**WORK INSTRUCTIONS:** Could you copy exactly the line that contains "Where can you spot the car windshield" and every line after it to the end of the records, and nothing more?

**EXERCISE DATA:**
:::

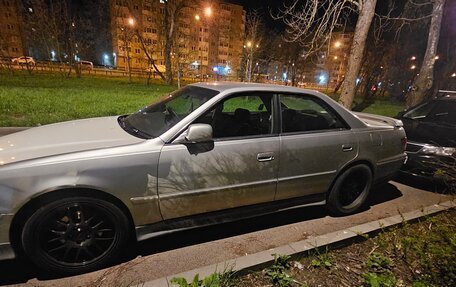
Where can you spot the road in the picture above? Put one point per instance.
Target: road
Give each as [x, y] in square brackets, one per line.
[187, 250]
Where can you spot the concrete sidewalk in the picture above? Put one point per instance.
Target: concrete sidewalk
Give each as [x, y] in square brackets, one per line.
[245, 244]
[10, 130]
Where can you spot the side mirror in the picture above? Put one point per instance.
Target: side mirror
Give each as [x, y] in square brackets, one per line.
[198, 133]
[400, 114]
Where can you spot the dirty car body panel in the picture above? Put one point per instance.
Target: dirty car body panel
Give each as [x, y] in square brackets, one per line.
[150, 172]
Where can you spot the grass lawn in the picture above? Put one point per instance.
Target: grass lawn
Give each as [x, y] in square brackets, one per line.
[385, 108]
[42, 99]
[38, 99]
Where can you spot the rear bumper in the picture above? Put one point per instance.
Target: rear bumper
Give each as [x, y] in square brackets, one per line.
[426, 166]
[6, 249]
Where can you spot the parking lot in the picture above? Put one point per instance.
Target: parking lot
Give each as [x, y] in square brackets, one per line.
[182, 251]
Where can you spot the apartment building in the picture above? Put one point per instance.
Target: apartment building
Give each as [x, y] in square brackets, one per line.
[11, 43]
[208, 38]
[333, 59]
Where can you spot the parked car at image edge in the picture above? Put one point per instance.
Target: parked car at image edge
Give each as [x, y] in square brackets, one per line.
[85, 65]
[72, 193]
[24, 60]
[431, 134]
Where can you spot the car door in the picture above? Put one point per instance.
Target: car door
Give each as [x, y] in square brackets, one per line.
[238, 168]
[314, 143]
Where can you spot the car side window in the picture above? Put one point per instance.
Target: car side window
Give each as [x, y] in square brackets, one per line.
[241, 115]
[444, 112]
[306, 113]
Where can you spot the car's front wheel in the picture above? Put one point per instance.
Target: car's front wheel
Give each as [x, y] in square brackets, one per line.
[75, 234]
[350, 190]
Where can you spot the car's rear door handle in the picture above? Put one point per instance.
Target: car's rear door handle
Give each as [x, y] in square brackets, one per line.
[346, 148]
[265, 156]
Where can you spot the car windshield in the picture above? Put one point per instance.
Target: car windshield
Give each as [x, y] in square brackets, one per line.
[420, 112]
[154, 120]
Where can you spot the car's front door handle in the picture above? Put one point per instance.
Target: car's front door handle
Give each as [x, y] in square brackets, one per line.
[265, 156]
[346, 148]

:::

**EXERCISE SOLUTION:**
Where can you spot the car windshield in the picture above? Put one point per instance.
Target: car windshield
Give each as [x, y] in square brackets, one per line.
[420, 112]
[154, 120]
Where can you spot the car's front door handle in the picture above? Put one point per instance.
Target: car's front door handle
Give each as [x, y] in square brackets, one per line.
[265, 156]
[346, 148]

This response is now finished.